• **Prompt**: In the abstract on touch and visual cortex, what accuracy level was used to define the discrimination threshold in the second study?

• **Extract provided**:
* * *

Fine-grained tactile perception recruits early visual cortex in normally sighted humans

Krish Sathian, Department of Neurology, Emory University School of Medicine, Atlanta, GA, USA

Abstract
It is now accepted that extrastriate visual cortex is involved in touch in sighted humans. However, cross-modal activity in striate cortex (V1) is thought to occur only in the blind. In two separate fMRI studies, we have found cross-modal activity in or near V1 of normally sighted subjects. The first study contrasted shape and texture, perceived both haptically and visually. Bisensory texture-selectivity was found in medial occipital cortex near the calcarine fissure. In the second study, subjects were trained to tactually discriminate the direction of spatial offset of a central dot in a linear 3-dot array. Training progressively decreased the discrimination threshold, expressed in terms of the magnitude of offset required for 75% accuracy, well into the hyperacuity range (<1mm). Subjects underwent fMRI scanning before and after training on this experimental task; the scans included the experimental (spatial) task and a control (temporal) task. The task-by-session interaction revealed training-specific effects in medial occipital cortex, determined by retinotopic mapping in some subjects to be within V1 or V2. Thus, much of visual cortex, including V1, appears to have multisensory functions. Recruitment of cortex in or near V1 may occur in tactile tasks demanding particularly high spatial resolution.

* * *

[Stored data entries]
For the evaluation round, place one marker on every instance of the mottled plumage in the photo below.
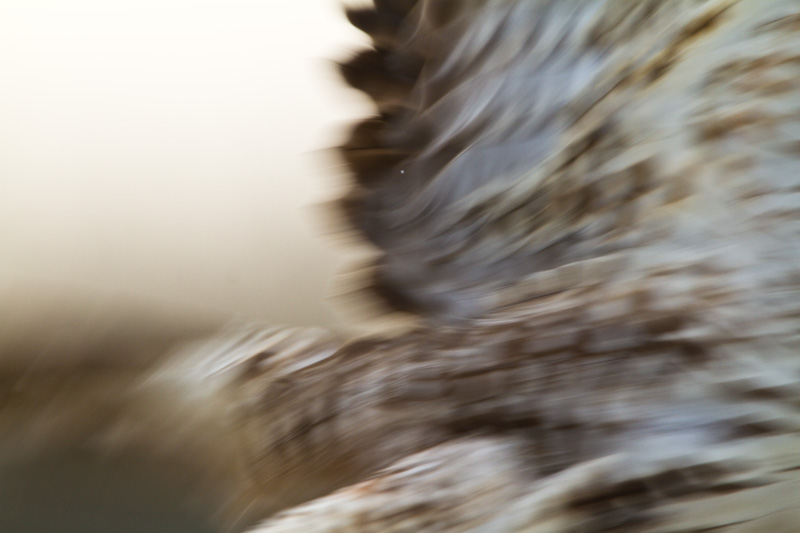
(593, 210)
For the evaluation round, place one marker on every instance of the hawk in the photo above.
(591, 210)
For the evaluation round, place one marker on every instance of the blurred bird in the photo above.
(592, 210)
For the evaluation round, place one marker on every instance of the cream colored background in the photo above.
(167, 151)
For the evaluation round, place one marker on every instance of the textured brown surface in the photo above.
(592, 208)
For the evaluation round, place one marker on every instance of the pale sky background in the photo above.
(168, 150)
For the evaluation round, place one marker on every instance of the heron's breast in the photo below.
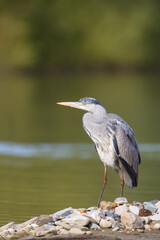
(107, 156)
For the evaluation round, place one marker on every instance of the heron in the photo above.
(114, 141)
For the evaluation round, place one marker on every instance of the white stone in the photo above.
(157, 204)
(88, 232)
(110, 219)
(76, 219)
(94, 226)
(146, 219)
(150, 206)
(121, 210)
(147, 227)
(156, 226)
(158, 211)
(115, 229)
(134, 209)
(63, 232)
(121, 200)
(94, 215)
(63, 225)
(131, 221)
(155, 217)
(5, 227)
(76, 231)
(105, 223)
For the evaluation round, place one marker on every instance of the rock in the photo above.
(115, 224)
(44, 219)
(121, 200)
(131, 221)
(107, 205)
(115, 229)
(158, 211)
(95, 215)
(63, 232)
(111, 214)
(110, 219)
(147, 227)
(144, 212)
(62, 213)
(76, 219)
(155, 217)
(105, 223)
(150, 206)
(154, 201)
(92, 208)
(63, 225)
(31, 221)
(146, 220)
(156, 226)
(94, 226)
(82, 210)
(140, 230)
(5, 227)
(88, 232)
(121, 210)
(134, 209)
(76, 231)
(157, 204)
(42, 231)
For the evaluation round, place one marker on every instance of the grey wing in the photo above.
(127, 149)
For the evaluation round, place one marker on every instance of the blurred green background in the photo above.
(101, 34)
(60, 50)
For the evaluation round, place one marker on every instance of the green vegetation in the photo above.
(43, 34)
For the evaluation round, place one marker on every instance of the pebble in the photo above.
(121, 200)
(157, 204)
(63, 225)
(156, 226)
(147, 227)
(76, 219)
(134, 209)
(94, 215)
(155, 217)
(115, 229)
(62, 213)
(121, 210)
(105, 223)
(44, 219)
(131, 221)
(115, 224)
(5, 227)
(144, 212)
(63, 232)
(94, 226)
(146, 220)
(107, 205)
(70, 221)
(150, 206)
(76, 231)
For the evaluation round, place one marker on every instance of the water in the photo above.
(47, 162)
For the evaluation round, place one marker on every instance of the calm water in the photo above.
(47, 161)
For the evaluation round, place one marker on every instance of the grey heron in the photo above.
(114, 141)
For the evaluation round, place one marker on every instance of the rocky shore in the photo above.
(93, 223)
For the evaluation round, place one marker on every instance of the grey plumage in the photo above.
(113, 138)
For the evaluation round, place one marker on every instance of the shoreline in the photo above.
(112, 220)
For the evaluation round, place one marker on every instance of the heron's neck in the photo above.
(95, 117)
(99, 114)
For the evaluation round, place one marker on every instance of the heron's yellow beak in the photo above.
(72, 104)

* * *

• **Answer section**: 75% accuracy.